──────── BRANO SCELTO ────────

Tendenza Binetti – L’inclinazione del Pd per i processi interni
Roma. Nel Partito democratico assicurano che Riccardo Villari presenterà le sue dimissioni oggi stesso, alla prima seduta della commissione di Vigilanza sulla Rai, fissata alle ore 14 e 45. “Nel rispetto istituzionale dell’incarico che ricopre e del ruolo di garanzia della Commissione – afferma in una nota l’attuale presidente, parlando di sé in terza persona – la sede propria per qualsiasi comunicazione e/o determinazione è quella istituzionale, quindi la Commissione stessa”. Nulla aggiunge Villari in merito all’oggetto delle sue eventuali determinazioni e/o comunicazioni. Ma tutti ripetono che si dimetterà, che lascerà il posto a Sergio Zavoli (sul quale si è nel frattempo raggiunto il tanto sospirato accordo tra Pd e Pdl) e che si chiuderà così il secondo caso – il primo è stato quello di Paola Binetti – di dissidente a rischio espulsione dal Partito democratico. Nel giro di nemmeno due settimane.
O forse bisognerebbe dire il terzo caso, contando anche la richiesta di provvedimenti disciplinari implicita nelle durissime accuse piovute in questi giorni su Franco Bassanini per via della sua recente nomina al vertice della Cassa depositi e prestiti (controllata dal Tesoro), che del resto alla vicenda Villari è stata esplicitamente paragonata. Per non dire del quarto caso, se al già copioso fascicolo dei reprobi si aggiunge anche il nome del senatore Nicola Latorre, che a un dibattito televisivo dedicato proprio al caso Villari, a “Omnibus”, ha passato all’esponente di An Italo Bocchino un fogliettino in cui gli suggeriva un buon argomento da contrapporre a quelli dell’esponente dell’Italia dei valori, che proprio in quel momento stava sostenendo la candidatura di Leoluca Orlando (e questa era anche la posizione ufficiale del Pd). “Io non posso dirlo, ma il precedente della Corte? Pecorella?”, scriveva Latorre.

────────

* **COSE DA FARE**
a - Nel brano scelto, a che ora è fissata la prima seduta della commissione di Vigilanza sulla Rai?
b - Riscrivi tutte le righe qui sotto, richieste comprese, aggiungendo 93 a ciascuna coordinata dei punti dati come risposta. Non mettere le immagini nella tua risposta.

──────── DATI DI PARTENZA ────────

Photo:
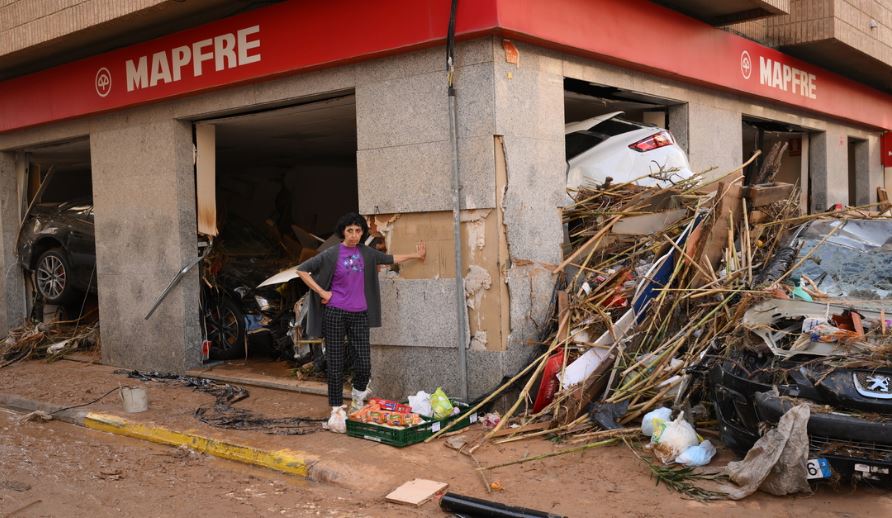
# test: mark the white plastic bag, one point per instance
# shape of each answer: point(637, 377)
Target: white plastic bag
point(338, 421)
point(699, 455)
point(421, 403)
point(653, 418)
point(672, 438)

────────

* **SOLUZIONI**
a - Alle ore 14 e 45.

b -
Photo:
# test: mark the white plastic bag, one point per instance
# shape of each answer: point(637, 377)
Target: white plastic bag
point(431, 514)
point(792, 548)
point(514, 496)
point(746, 511)
point(765, 531)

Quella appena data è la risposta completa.